→ **Selected excerpt**
6. 3D Scanning and printing⚓︎
This fifth week is the quintessential makers week! It’s the turn of the 3d printers and scanners! 3D printing i an additive manufacturing technic. This summary from Autodesk about all the different types and applications additive manufacturing has opened my eyes a bit more about this huge world.
From my point of view, 3D printing has been one of the great revolutions in digital fabrication due to the accessibility it currently has. It is impressive to think that manufacturing a piece would be as simple as imagining, designing and printing it in a matter of hours.

→ **Written problem A**
From the passage on 3D scanning and printing, extract the portion that begins at the words "From my point" and ends after the words "matter of hours.".
→ **Written problem B**
Continue the passage on 3D scanning and printing, beginning after its final sentence.

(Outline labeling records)
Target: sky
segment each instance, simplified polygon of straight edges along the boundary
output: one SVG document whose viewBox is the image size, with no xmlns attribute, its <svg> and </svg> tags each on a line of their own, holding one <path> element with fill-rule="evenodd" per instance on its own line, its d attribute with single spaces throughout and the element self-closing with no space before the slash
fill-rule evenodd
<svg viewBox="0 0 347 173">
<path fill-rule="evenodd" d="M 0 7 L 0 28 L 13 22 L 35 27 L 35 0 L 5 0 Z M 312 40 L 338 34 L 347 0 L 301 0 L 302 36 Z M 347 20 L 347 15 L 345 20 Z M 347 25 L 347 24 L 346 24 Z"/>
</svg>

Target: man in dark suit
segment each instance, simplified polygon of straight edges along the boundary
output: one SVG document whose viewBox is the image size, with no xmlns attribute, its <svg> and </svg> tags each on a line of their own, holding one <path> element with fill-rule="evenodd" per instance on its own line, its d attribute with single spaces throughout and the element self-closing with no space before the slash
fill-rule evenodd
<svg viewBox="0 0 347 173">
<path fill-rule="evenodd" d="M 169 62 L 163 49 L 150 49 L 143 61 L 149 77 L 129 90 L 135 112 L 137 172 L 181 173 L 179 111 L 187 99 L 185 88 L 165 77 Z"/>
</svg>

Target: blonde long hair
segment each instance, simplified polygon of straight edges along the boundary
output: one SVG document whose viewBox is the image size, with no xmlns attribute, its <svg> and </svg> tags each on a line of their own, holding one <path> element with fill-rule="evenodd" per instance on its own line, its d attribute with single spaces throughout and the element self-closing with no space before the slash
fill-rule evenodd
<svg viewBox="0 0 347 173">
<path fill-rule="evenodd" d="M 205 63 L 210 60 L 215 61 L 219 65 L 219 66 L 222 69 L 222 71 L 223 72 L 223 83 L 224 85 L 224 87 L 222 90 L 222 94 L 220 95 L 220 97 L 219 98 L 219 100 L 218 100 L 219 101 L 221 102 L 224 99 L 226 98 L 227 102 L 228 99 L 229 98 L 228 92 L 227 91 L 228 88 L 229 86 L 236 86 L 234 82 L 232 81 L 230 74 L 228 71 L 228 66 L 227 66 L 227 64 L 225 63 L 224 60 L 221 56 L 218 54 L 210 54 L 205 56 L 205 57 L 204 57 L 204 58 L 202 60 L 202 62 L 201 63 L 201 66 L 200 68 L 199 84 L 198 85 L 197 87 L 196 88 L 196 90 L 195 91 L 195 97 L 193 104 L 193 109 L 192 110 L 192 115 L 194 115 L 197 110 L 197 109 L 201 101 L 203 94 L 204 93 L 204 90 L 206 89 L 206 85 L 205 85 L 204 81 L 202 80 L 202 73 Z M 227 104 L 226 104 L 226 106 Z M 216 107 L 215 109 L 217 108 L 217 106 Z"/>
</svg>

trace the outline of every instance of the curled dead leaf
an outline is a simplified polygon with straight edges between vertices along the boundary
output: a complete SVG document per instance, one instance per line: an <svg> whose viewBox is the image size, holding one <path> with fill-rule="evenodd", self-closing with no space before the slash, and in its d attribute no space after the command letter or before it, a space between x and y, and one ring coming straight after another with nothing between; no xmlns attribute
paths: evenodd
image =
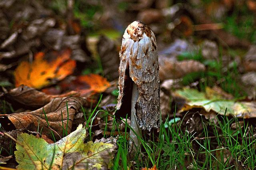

→ **Written reply A**
From my point of view, 3D printing has been one of the great revolutions in digital fabrication due to the accessibility it currently has. It is impressive to think that manufacturing a piece would be as simple as imagining, designing and printing it in a matter of hours.

→ **Written reply B**
Personally, I have a 3d printer at home that I built from scratch thanks to some parts that a friend gave me. It’s and old dusty warrior, but it has helped me a lot to understand and get a deep knowledge of how a 3d printer works. This week should be all fun, with more advanced and profesional machines here at the fablab. Let’s see how it goes! Here are the Assesment Criteria related to the sixth assignment, 3D Scanning and Printing:
-
- Test the design rules for your printer(s).
- Document your work and explain what are the limits of your printer(s) (in a group or individually).
-
Individual assignment
- Design and 3D print an object (small, few cm3, limited by printer time) that could not be easily made subtractively.
- 3D scan an object, try to prepare it for printing (and optionally print it).
-
Learning outcomes
- Identify the advantages and limitations of 3D printing.
- Apply design methods and production processes to show your understanding of 3D printing.
- Demonstrate how scanning technology can be used to digitize object(s).
-
Have you?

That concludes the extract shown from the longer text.